Short task => Extend the article on getting a Bookbub ad, picking up right after its last sentence.

Text extract =>
"""

For those who haven’t heard of Bookbub, it’s the one sponsorship site out there that pays off for most authors who use it, meaning you’ll often make your money back and more on Day 1 or 2 of the ad if you’re doing a 99-cent title. If you’re advertising a free book that’s the first in the series, you’ll often make the money back and more in the sales of the subsequent books, though that usually takes a little longer, as people have to work through the series. Bookbub is also the most expensive site out there, with ads in some categories costing over a thousand dollars. But right now, the size of their subscriber base is far, far larger than that of any of the other sponsorship sites.

As you can imagine, they’re popular with authors wanting to purchase ads, too, and they hand at more rejections than acceptances. So, what’s the trick to getting an ad? I’m sure most, if not all, of this is already out there, so I’ll attempt to keep my list short. I’ve also included a video of an interview with a Bookbub employee at the end, and she answers a lot of questions about what they’re looking for and why some books are chosen over others.

1. Have a professional cover

They get tons and tons of submissions and can afford to be picky. I’m a subscriber to the sci-fi and fantasy lists, and it’s super rare to see a cover that looks homemade (usually when it happens, it’s an old trad published book!). Plenty of indie books get accepted, but they all have covers that look like a pro made them.

If you have a truly awesome cover (and sometimes it’s hard to self-judge on this), your odds can only get better.

2. Make sure you’re offering a big discount

I’ve had $2.99 books that I wanted to drop to 99 cents get accepted, but they’ve stated straight out in interviews that they want to give their subscribers the best deal possible. I believe this is why the boxed sets get accepted so often–a lot of these are 6.99 and more, and the authors are discounting them to 99 cents. If you’re selling your ebook at 99 cents or 2.99 right now and planning to apply eventually, you may want to bump the price up to 3.99 or 4.99 for the three months prior.

3. Make sure you’re promoting Book 1

Unless you have the kind of open-ended series where someone can jump in at any point, make sure you’re applying with the first book in your series. (If it is an open-ended series, I would mention that in the comments box.) Bookbub has specifically stated that they prefer Book 1s.

4. Have a LOT of reviews

I’ve had books accepted where there are less than 100 reviews on Amazon, but it just seems to be much more likely that you’ll get a spot if it’s clear that your book is already popular and that lots of readers have liked it. The more competitive the category, the more true this appears to be.

"""

Raw data =>
"""

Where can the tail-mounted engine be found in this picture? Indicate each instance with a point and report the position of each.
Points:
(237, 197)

"""

Result of this task =>
Yes, it’s a chicken and an egg thing — how do you get that many reviews before you’ve used something like Bookbub and gotten massive exposure? If you’re struggling to get reviews, consider doing a free run and using some of the smaller and less picky sponsorship sites to get some exposure to your book at the same time. Also, in the back of the book, politely ask your readers to leave a review. Believe it or not, that does make people more inclined to do so.

I’ve heard that Bookbub looks at reviews on Goodreads as well as Amazon and some other sites in determining whether to accept a title, so if you don’t have much going on over at GR, you might consider doing some giveaways there of physical books or just asking your regular readers to leave reviews there.

5. Make sure you’re a good match for one of their categories

With the stuff I write under my regular name, it’s easy. It’s all fantasy. I request the fantasy category.

With my pen name, things get trickier. It’s science fiction (space opera) romance, and they often balk at the idea of putting those kinds of books into their sci-fi category (I wouldn’t be surprised if that’s dominated by male subscribers).

The first two times the pen name got Bookbub ads, they insisted on putting the books into paranormal romance. That’s usually vampires and werewolves and the like, and the stories are set on Earth and have magic in them (in short, they’re fantasy). I didn’t think my space adventures would be a good fit. I paid for the ads anyway, because even a bad Bookbub experience tends to pay for itself or at least get you a lot of exposure, but they definitely underperformed compared to what I was used to. I knew that even with the romance element, the pen name stuff would do better in straight up SF.

So… when it came time to submit a boxed set, I redid the cover and gave it a pure space opera look (stars, a planet, a space ship!) with no sexy shirtless guys or couples in the clinch. I also composed a blurb that mentioned that romance was included (along with adults scenes), but which played up the adventure sci-fi aspect. The boxed set got in, and it did extremely well.

Tip: it’s tougher to get a Bookbub ad with a KU title, but if you can, you’ll probably do really well running it as a Countdown Deal, since you earn 70% on that 99-cent book instead of 35%, and you’ll also get a lot of extra borrows.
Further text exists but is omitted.